[Natural language region descriptions]
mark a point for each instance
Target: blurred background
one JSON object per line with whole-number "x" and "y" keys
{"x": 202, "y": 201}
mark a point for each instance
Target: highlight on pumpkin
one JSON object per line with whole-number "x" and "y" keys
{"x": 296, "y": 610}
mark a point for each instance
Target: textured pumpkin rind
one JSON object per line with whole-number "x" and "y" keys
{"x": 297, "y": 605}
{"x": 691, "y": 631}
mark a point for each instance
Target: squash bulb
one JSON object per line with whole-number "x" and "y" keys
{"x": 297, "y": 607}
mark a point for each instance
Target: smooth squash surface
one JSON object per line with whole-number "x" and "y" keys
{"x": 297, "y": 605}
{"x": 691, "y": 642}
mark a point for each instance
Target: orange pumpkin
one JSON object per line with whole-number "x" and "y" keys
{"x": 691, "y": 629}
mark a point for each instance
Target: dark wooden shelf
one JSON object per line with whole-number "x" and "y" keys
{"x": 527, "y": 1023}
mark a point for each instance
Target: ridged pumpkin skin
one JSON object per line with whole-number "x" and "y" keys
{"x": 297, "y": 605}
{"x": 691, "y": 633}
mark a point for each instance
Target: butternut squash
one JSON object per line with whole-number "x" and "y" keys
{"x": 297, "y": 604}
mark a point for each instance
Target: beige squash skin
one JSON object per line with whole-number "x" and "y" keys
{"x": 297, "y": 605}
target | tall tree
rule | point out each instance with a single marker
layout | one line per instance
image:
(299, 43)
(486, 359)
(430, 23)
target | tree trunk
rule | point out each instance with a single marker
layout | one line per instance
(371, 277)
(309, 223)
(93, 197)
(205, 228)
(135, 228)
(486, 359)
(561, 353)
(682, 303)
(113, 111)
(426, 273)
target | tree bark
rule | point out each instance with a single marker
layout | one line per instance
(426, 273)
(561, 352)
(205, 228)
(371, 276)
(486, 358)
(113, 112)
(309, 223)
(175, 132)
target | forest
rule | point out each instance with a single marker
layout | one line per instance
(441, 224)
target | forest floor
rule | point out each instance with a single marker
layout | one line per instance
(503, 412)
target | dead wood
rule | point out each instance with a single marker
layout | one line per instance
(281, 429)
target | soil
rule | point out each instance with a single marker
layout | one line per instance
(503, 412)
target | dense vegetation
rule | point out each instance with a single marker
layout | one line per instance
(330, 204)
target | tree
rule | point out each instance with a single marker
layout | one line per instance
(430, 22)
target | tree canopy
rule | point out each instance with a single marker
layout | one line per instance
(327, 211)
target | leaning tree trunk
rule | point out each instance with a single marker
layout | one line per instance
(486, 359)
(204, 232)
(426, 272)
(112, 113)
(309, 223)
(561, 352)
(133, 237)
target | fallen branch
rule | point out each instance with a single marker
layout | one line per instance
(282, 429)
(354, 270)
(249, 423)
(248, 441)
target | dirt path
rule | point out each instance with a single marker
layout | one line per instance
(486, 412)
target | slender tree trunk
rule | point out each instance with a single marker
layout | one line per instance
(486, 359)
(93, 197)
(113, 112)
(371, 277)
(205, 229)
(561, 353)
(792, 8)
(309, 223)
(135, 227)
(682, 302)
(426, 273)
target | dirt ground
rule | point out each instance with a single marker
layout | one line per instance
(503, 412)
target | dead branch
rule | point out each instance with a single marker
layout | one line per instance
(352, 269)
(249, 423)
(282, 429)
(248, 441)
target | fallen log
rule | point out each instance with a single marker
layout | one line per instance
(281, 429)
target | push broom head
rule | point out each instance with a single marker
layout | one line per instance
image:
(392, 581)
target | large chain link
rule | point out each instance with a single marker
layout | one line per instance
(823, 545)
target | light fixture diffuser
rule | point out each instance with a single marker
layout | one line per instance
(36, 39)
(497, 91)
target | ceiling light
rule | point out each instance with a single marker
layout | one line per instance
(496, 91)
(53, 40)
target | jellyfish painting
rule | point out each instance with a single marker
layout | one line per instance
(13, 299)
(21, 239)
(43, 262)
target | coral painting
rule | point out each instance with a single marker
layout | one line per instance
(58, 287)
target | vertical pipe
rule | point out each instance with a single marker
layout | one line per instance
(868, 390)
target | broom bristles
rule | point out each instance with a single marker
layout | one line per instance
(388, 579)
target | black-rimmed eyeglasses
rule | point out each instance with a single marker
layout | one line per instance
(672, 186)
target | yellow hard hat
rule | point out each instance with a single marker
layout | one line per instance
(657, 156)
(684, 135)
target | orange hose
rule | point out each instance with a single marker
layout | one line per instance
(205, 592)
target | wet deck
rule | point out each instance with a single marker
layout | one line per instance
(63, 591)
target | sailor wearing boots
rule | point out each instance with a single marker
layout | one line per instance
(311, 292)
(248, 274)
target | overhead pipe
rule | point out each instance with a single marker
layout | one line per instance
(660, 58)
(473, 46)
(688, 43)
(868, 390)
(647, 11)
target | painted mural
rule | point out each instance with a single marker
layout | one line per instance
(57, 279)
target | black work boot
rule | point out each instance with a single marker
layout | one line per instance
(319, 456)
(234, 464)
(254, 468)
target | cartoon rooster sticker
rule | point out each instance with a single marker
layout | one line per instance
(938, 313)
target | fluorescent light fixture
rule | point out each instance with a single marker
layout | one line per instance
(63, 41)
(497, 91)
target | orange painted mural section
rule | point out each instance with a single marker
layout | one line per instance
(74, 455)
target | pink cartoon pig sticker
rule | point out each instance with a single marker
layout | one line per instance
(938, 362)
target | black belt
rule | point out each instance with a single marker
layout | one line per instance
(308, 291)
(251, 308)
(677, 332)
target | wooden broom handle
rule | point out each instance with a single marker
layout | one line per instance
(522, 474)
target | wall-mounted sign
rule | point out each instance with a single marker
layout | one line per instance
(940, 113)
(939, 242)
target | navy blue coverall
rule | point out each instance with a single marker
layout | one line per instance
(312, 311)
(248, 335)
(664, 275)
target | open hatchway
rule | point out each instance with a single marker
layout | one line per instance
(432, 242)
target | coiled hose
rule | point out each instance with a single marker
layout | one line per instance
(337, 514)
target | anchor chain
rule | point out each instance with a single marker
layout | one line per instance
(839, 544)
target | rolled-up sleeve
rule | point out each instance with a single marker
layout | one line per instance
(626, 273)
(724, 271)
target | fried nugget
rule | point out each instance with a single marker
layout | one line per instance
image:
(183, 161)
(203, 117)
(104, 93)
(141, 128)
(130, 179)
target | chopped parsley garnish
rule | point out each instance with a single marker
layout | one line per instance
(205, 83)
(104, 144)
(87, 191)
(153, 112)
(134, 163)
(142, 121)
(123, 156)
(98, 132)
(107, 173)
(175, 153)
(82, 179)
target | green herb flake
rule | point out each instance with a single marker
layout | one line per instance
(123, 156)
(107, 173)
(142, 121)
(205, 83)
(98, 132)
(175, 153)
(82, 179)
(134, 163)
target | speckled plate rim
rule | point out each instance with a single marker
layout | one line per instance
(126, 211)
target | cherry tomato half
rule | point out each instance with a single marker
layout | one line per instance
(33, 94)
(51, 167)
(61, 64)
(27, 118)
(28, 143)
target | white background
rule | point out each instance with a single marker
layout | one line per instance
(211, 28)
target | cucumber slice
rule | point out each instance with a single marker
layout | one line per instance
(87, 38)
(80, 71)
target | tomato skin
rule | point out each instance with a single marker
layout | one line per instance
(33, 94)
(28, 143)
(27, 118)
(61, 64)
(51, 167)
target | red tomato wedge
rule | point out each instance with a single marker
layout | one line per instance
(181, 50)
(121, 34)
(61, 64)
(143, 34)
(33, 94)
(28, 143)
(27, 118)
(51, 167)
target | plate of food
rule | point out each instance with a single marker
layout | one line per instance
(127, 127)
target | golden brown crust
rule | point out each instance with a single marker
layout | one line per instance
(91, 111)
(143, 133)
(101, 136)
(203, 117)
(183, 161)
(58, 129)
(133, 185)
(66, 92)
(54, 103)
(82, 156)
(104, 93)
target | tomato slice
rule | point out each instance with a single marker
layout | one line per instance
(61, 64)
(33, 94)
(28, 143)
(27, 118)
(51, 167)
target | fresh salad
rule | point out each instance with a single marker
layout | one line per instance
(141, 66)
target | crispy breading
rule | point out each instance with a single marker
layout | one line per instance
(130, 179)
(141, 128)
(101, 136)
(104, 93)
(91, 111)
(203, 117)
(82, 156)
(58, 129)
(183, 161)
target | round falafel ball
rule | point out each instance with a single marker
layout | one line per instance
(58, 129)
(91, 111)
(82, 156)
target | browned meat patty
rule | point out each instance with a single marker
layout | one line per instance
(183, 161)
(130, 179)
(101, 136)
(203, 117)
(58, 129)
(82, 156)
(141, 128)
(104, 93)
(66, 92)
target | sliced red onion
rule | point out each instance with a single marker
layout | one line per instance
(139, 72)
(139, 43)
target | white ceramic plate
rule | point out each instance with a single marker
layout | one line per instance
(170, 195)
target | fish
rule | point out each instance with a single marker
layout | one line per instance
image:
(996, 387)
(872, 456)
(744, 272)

ASSIGNMENT: Search the data for the string "pumpkin" and copy each line where it appears.

SOLUTION BELOW:
Target: highlight on pumpkin
Target: textured pumpkin rind
Target: orange pumpkin
Target: ridged pumpkin skin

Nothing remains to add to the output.